__Given instruction__: An exact reproduction of the records is required, with all images left out.

** begin Given records **

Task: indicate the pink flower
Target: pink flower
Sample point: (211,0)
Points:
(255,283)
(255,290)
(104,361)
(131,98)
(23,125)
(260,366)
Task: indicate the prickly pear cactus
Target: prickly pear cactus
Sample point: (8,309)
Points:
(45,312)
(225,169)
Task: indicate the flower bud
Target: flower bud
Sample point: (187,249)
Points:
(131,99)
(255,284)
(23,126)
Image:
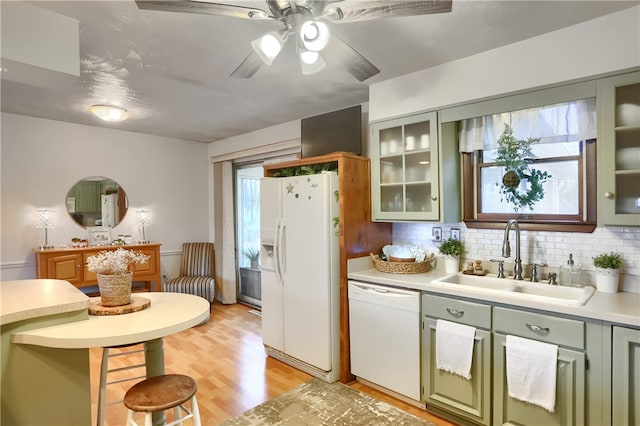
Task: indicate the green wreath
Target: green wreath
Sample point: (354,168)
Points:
(515,156)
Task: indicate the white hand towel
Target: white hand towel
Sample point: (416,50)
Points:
(531,371)
(454,347)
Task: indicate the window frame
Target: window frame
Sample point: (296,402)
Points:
(585,221)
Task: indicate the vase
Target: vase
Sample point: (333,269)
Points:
(115,290)
(451,264)
(607,280)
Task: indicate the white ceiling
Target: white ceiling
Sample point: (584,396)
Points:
(171,69)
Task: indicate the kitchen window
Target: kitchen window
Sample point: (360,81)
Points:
(565,148)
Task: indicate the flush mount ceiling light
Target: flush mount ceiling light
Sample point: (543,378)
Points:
(306,19)
(109,112)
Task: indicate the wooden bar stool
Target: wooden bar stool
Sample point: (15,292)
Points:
(161,393)
(106,371)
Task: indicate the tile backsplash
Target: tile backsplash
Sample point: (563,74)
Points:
(550,248)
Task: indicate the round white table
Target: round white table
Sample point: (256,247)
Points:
(168,313)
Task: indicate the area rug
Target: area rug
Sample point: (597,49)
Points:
(319,403)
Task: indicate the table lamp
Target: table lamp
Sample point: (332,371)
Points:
(143,218)
(45,219)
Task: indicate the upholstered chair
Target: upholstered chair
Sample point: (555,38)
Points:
(197,271)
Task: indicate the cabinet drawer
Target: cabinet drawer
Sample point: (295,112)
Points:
(460,311)
(546,328)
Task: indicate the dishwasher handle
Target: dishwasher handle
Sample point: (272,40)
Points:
(455,312)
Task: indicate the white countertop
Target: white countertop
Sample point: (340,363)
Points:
(26,299)
(620,308)
(168,313)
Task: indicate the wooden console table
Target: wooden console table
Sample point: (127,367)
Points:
(70,264)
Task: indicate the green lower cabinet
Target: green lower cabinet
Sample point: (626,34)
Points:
(626,376)
(570,392)
(468,399)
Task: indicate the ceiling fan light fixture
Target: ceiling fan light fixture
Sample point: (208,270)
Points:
(109,113)
(311,62)
(314,35)
(268,46)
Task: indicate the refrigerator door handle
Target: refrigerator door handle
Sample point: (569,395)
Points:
(277,250)
(282,266)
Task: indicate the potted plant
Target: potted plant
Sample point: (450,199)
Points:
(253,256)
(451,249)
(607,271)
(114,271)
(515,155)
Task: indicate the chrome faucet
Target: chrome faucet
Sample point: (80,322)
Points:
(506,248)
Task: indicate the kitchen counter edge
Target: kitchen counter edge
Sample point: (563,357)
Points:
(26,299)
(619,308)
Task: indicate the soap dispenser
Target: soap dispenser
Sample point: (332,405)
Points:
(570,273)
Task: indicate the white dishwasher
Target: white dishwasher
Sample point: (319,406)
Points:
(384,324)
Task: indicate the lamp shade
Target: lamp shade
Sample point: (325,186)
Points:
(314,35)
(310,62)
(268,46)
(45,218)
(143,217)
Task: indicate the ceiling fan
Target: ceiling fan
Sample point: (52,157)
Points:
(305,21)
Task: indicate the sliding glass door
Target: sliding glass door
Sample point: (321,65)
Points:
(247,203)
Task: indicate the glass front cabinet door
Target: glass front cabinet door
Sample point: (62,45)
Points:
(404,165)
(618,101)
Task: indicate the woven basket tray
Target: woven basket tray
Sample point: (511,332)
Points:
(402,267)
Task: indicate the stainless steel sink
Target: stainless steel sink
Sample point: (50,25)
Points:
(521,290)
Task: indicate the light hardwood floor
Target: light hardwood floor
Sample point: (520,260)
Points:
(227,359)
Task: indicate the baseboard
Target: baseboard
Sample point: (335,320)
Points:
(327,376)
(389,392)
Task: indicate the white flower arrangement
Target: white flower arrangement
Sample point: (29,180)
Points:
(111,262)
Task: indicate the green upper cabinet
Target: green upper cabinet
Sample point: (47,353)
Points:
(406,166)
(88,197)
(618,101)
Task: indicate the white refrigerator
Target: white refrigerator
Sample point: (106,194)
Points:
(300,272)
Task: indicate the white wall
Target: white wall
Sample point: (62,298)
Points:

** end Given records **

__Task answer__:
Task: indicate the pink flower
Target: pink flower
Sample point: (211,0)
Points:
(255,283)
(255,290)
(104,361)
(131,98)
(23,125)
(260,366)
Task: indicate the prickly pear cactus
Target: prickly pear cactus
Sample point: (8,309)
Points:
(45,312)
(225,169)
Task: indicate the flower bud
Target: flower bud
Sample point: (187,249)
Points:
(131,99)
(255,284)
(23,126)
Image:
Task: indicate the green wreath
Target: green wreath
Sample point: (354,168)
Points:
(515,156)
Task: indicate the white hand towel
Target: white hand towel
Sample point: (416,50)
Points:
(531,371)
(454,347)
Task: indicate the window frame
Target: window frame
Sample point: (296,402)
Points:
(585,221)
Task: indicate the vase
Target: vase
Sample point: (333,269)
Points:
(115,290)
(451,264)
(607,280)
Task: indicate the white ceiling
Target: white ceiling
Sample point: (584,396)
Points:
(171,69)
Task: indicate the kitchen window
Target: kitchen window
Sample point: (360,81)
Points:
(565,148)
Task: indicate the flush mount ceiling light
Target: flush mount ceiling light
Sample point: (543,378)
Points:
(306,19)
(109,112)
Task: indicate the wooden bar stool
Target: wooden bar stool
Sample point: (15,292)
Points:
(161,393)
(106,371)
Task: indicate the tile backsplash
Target: tile backsplash
Sample point: (563,74)
Points:
(550,248)
Task: indicate the round white table
Target: round white table
Sample point: (256,247)
Points:
(168,313)
Task: indicate the area rug
Target: area rug
Sample point: (597,49)
Points:
(319,403)
Task: indicate the table lamp
Target: table lamp
Sample point: (332,371)
Points:
(143,218)
(45,219)
Task: indicate the upholstered chair
Target: upholstered chair
Sample point: (555,38)
Points:
(197,271)
Task: indicate the cabinet drawer
Target: cabinet drawer
Sample point: (295,112)
Points:
(460,311)
(546,328)
Task: indicate the dishwasher handle
Target: dishwasher handle
Sample point: (272,40)
Points:
(455,312)
Task: indicate the white countertop
Target: white countertop
Sample point: (340,363)
Points:
(26,299)
(620,308)
(168,313)
Task: indicate the wooden console table
Target: wooden console table
Sample point: (127,367)
Points:
(70,264)
Task: indicate the green lower cabinet
Target: green lower cabinet
Sample point: (626,34)
Points:
(626,376)
(570,392)
(468,399)
Task: indicate the ceiling fan light fixture
Target: ceiling fan light fixture
Sample point: (208,270)
Points:
(109,113)
(311,62)
(314,35)
(268,46)
Task: indicate the refrigerator door handle
Target: refrigerator door handle
Sample point: (569,395)
Points:
(277,250)
(282,266)
Task: indicate the potted plant
Target: potted plant
Sample point: (450,199)
Points:
(253,256)
(451,249)
(607,271)
(114,271)
(515,155)
Task: indicate the chrome faucet
Target: chrome faucet
Sample point: (80,322)
Points:
(506,248)
Task: indicate the kitchen counter edge
Target: kitchen counter edge
Sample point: (563,357)
Points:
(26,299)
(619,308)
Task: indicate the soap dispenser
Target: soap dispenser
Sample point: (332,405)
Points:
(570,273)
Task: indicate the white dishwasher
Target: white dishwasher
Sample point: (319,406)
Points:
(384,324)
Task: indicate the lamp shade
Target: lamp shade
Sample point: (325,186)
Points:
(314,35)
(310,62)
(268,46)
(45,218)
(143,217)
Task: indicate the ceiling fan
Target: ceiling fan
Sample point: (52,157)
Points:
(305,21)
Task: indicate the sliding glass door
Target: sliding glass door
Sample point: (321,65)
Points:
(247,203)
Task: indicate the glass front cabinet door
Target: glass front cabinet door
Sample point: (62,45)
Points:
(404,165)
(618,101)
Task: indicate the woven basket tray
Target: woven basket tray
Sample point: (511,332)
Points:
(402,267)
Task: indicate the stainless steel sink
Target: stainless steel sink
Sample point: (50,25)
Points:
(521,290)
Task: indicate the light hardwood floor
Target: light hardwood floor
Sample point: (520,260)
Points:
(227,359)
Task: indicate the baseboard
Target: baseboard
Sample point: (335,320)
Points:
(327,376)
(389,392)
Task: indicate the white flower arrangement
Target: white flower arrangement
Sample point: (29,180)
Points:
(111,262)
Task: indicate the green upper cabinet
Target: green upper cabinet
Sample point: (47,353)
Points:
(406,166)
(88,197)
(618,101)
Task: indicate the white refrigerator
Target: white refrigerator
Sample point: (106,194)
Points:
(300,272)
Task: indicate the white wall
Target: white wall
Sample point: (62,298)
Points:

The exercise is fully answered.